Short problem
Leave out the pictures; transcribe all else exactly.
====== Exercise materials
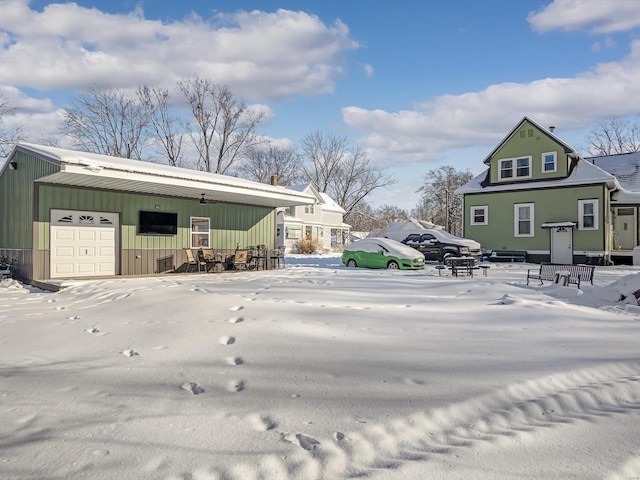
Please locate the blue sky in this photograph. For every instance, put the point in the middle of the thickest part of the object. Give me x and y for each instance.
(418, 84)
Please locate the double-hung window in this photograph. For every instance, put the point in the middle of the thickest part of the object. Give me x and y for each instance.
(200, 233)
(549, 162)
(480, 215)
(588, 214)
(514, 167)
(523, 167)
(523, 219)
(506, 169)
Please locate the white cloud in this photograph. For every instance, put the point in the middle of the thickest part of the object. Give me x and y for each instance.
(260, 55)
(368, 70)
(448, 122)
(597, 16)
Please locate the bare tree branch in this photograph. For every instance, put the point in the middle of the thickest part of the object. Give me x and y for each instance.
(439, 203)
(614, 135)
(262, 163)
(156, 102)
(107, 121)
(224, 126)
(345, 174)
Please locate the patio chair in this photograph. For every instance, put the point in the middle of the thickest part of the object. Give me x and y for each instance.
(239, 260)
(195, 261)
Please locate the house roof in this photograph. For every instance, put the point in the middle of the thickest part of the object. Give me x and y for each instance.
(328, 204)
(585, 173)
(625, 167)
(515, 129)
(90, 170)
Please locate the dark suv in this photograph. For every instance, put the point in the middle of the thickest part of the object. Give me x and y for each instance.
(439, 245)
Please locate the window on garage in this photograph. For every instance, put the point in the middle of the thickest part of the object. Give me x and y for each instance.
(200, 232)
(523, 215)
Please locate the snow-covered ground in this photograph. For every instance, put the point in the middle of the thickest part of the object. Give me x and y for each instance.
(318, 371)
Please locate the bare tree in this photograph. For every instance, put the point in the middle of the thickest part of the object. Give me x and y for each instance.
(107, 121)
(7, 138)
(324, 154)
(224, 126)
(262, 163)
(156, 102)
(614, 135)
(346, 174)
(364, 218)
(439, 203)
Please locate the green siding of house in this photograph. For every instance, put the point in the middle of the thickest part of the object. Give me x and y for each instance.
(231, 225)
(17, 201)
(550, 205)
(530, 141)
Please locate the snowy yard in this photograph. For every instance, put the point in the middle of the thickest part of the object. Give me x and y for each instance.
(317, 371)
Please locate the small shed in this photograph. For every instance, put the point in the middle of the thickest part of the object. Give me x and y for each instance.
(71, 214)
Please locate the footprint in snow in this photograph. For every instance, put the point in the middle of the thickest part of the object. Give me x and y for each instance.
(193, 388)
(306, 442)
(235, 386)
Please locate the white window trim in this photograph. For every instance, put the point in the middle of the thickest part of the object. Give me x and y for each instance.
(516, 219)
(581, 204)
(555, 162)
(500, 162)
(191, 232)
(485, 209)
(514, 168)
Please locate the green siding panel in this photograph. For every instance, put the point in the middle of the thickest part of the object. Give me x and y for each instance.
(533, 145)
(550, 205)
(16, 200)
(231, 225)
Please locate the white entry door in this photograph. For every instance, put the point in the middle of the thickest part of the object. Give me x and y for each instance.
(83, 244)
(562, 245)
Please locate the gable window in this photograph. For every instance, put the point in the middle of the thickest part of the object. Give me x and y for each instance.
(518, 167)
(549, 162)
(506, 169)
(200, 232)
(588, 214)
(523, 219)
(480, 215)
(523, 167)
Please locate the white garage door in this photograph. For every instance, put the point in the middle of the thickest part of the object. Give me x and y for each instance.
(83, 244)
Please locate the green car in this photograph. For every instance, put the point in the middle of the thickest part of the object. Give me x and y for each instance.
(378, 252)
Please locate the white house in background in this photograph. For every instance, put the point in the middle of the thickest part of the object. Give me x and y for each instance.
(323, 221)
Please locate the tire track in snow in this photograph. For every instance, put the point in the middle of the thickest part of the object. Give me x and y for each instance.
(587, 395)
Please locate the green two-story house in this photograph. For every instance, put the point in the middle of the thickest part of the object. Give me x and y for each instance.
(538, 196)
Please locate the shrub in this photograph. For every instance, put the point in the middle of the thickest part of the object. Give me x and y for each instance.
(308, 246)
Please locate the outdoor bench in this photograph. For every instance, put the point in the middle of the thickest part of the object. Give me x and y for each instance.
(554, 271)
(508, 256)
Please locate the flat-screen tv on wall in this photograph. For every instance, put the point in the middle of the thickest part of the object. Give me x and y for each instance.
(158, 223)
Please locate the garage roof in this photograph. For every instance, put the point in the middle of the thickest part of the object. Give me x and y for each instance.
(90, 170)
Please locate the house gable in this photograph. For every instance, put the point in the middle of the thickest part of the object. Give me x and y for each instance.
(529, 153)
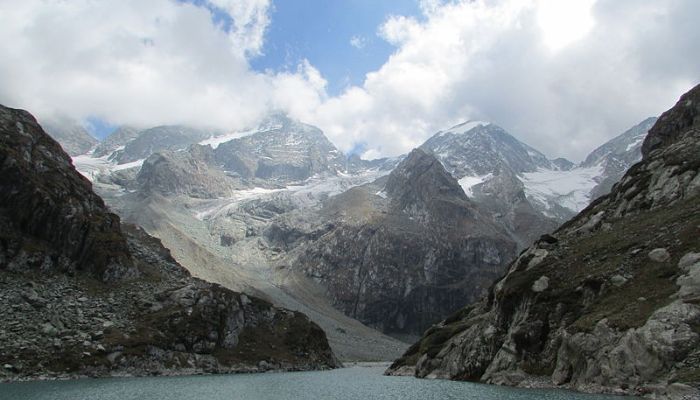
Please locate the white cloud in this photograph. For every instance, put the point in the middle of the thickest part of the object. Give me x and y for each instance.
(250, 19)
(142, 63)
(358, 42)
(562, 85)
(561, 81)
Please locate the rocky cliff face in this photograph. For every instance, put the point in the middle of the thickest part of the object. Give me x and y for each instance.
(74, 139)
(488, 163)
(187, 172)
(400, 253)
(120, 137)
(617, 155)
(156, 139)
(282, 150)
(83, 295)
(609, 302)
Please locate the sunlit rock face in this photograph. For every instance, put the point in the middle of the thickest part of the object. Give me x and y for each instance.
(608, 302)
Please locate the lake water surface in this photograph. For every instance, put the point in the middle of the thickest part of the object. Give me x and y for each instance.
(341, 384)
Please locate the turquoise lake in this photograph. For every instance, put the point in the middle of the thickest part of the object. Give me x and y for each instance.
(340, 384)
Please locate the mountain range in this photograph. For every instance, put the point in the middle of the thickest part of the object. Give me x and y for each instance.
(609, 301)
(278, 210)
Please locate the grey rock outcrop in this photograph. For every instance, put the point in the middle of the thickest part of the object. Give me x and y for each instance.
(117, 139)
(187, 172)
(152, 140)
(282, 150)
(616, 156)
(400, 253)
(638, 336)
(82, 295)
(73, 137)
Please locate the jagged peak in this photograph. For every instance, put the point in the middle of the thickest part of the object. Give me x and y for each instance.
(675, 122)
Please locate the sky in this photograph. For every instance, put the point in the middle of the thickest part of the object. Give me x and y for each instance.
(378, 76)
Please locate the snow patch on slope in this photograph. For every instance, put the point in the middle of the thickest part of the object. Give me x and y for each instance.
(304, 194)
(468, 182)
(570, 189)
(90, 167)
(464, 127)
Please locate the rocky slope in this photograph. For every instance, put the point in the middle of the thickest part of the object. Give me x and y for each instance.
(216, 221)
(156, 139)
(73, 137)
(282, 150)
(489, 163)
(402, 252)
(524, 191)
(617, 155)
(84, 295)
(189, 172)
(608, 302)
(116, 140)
============
Solved exercise
Please locate the blue sky in this photograph. For every instance, put the point in the middle of the thickest part of the object. Give me x and y for each instance.
(418, 84)
Please locate the double-hung window in this photograph. For every instance, put the point in the middle of the thickest part of the object. Give me x and y for each instance.
(200, 233)
(549, 162)
(480, 215)
(588, 214)
(514, 167)
(523, 167)
(523, 219)
(506, 169)
Please locate the white cloud in this photograph. For every instance, put the point in the middle of the thickest part of the object. Give me x and y for each instance.
(260, 55)
(368, 70)
(448, 122)
(597, 16)
Please locate the bare tree branch in this photograph. For every instance, put the point in the middle of the thickest part of the object. Give me x and y for each instance.
(439, 203)
(614, 135)
(262, 163)
(156, 102)
(107, 121)
(224, 126)
(345, 174)
Please locate the patio chair in this photograph. For every instance, put the point in the middle of the thickest part of the object. Give me x and y for each instance.
(239, 260)
(195, 261)
Please locate the house roof in this photograph. For every instance, put the point in the middle of the thickest part of the object. Give me x and y for each instance.
(328, 204)
(585, 173)
(625, 167)
(515, 129)
(90, 170)
Please locate the dark suv in this photograph. For every instance, put the point in the middle of the thickest part of the object. Give me x and y for each instance.
(439, 245)
Please locate the window on garage in this photograph. For every instance, put the point in the middle of the thickest part of the object. Give me x and y for each instance.
(200, 232)
(523, 215)
Please locate the snow-covered ground in this photograph. For every instance, put the point in the middle of the thickest part of the object. Give me x and y for each instance.
(318, 371)
Please locate the bare tree in this photograph. For every instance, put the point in the middle of the thickest part of the object. Give me x and y for each instance.
(107, 121)
(7, 138)
(324, 154)
(224, 126)
(262, 163)
(156, 102)
(614, 135)
(346, 174)
(364, 218)
(439, 203)
Please locate the green siding of house in this photograph. For every instance, put the point in the middle of the thickest part of the object. Give me x and y for each instance.
(231, 225)
(17, 201)
(550, 205)
(530, 141)
Please locate the snowy yard in this photograph. For every instance, put the point in the middle of the thickest part of the object. Give me x and y for each instance.
(317, 371)
Please locate the small shed in this photograph. For every instance, put the point in the middle of the thickest part of the object. Give me x and y for each instance.
(71, 214)
Please locate the footprint in snow in this photograph. For every instance, put the point in the middle of the thickest part of the object. Give me x and y for each instance.
(193, 388)
(306, 442)
(235, 386)
Please locate the white window trim in this photograph. For every instance, put the point in the middle of the thickest part of the object. Give me x and y for each instance.
(516, 219)
(581, 204)
(555, 162)
(500, 162)
(191, 232)
(485, 209)
(514, 168)
Please locate the green siding panel in this photograph. For every instance, put the point in the middle of the thickest part of the object. Give me x and y for each instance.
(533, 145)
(550, 205)
(16, 200)
(231, 225)
Please locate the white entry door in this photograph. For every instance, put the point in the middle of the thickest part of the object. Give me x and y for each instance.
(83, 244)
(562, 245)
Please locate the gable window in this photograph. For every instance, put the point in the middle of the thickest part of the object. Give me x and y for each instance.
(518, 167)
(549, 162)
(506, 169)
(200, 232)
(588, 214)
(523, 219)
(480, 215)
(523, 167)
Please locate the white garage door in this photograph. For every instance, put the point in the middle of the thickest part of the object. Give me x and y for each instance.
(83, 244)
Please locate the green car in this photograph. For every instance, put the point in the middle of the thickest part of the object. Give me x and y for each instance.
(378, 252)
Please locate the white house in background in this photograph. For every instance, put the point in the middle of the thickest part of the object. Give me x and y for each instance.
(323, 221)
Please locate the tire track in snow in this photograph. For every instance, put the point in the middle of the thickest part of the object. Give me x and y for each instance.
(587, 395)
Please locate the green two-story house in this photograph. For every instance, put the point in the middle of the thickest part of the object. Give me x and y for each instance.
(538, 196)
Please locate the shrub in this photograph. For every instance, put the point in the middle of the thickest part of the object. Give me x and y for each instance.
(308, 246)
Please locate the outdoor bench in this photograph. For every instance, put the point in the middle of the thickest part of the object. Give me x and y for each instance.
(554, 271)
(508, 256)
Please locate the flat-screen tv on wall in this photograph. For every instance, put the point in the middle of the thickest part of the object. Give me x and y for each instance.
(158, 223)
Please locate the garage roof in this photograph. For every instance, put the point in the middle of the thickest part of the object. Give me x and y for each instance.
(90, 170)
Please locate the house gable in this photograph. For every instance, put the point in the middle of the thickest part of the object. Give me x and y for each instance.
(529, 153)
Please locate the white cloud in this photograph. For every instance, put the point in the middle of the thickest part of the object. Give me x and y for each instance.
(250, 19)
(142, 63)
(358, 42)
(562, 85)
(561, 81)
Please locate the rocky cliff face in this photograph. For every instance, put the point in the middle of the thickest part of the object. Give me x and y for each instance.
(74, 139)
(488, 163)
(187, 172)
(400, 253)
(120, 137)
(617, 155)
(156, 139)
(282, 150)
(83, 295)
(609, 302)
Please locate the sunlit rock face in this photograph. For every instance, put the point in the middle of the thickest part of the object. Give me x and y for each instance.
(608, 302)
Please locate the lake water surface in this photograph. For every instance, put the point in the middle of the thickest part of the object. Give me x and y for each instance.
(341, 384)
Please locate the turquoise lake in this photograph. For every instance, put the point in the middle of the thickest part of the object. Give me x and y for each instance.
(340, 384)
Please locate the mountain range in this photograph. For every instance, put the point in the middle of the thickest part of the object. Give me x and y for each instance.
(609, 301)
(278, 210)
Please locate the grey rock outcrop in this photograph. For every instance, put the point in the middle of the thickest part of the object. Give me x and y for each instance.
(117, 139)
(187, 172)
(152, 140)
(282, 150)
(616, 156)
(400, 253)
(638, 336)
(82, 295)
(73, 137)
Please locate the jagged peak in this photograph. For every instance, put the point in the middle of the thickest part of the object. Give me x and y for each instance.
(675, 122)
Please locate the sky in this photograph. For every instance, put the point in the middle of the thickest part of the object. Give me x and y for each instance.
(378, 76)
Please locate the snow patch on slope in this photograph. For every instance, put the point in the middle of the thickest part of the object. Give me x and y for each instance.
(304, 194)
(468, 182)
(570, 189)
(90, 167)
(464, 127)
Please locate the rocky slope in this photograph. For every instance, put the point in the middle of the thickest part of the object. Give me x and y for each instance.
(216, 221)
(156, 139)
(73, 137)
(282, 150)
(489, 163)
(402, 252)
(524, 191)
(617, 155)
(84, 295)
(189, 172)
(608, 302)
(116, 140)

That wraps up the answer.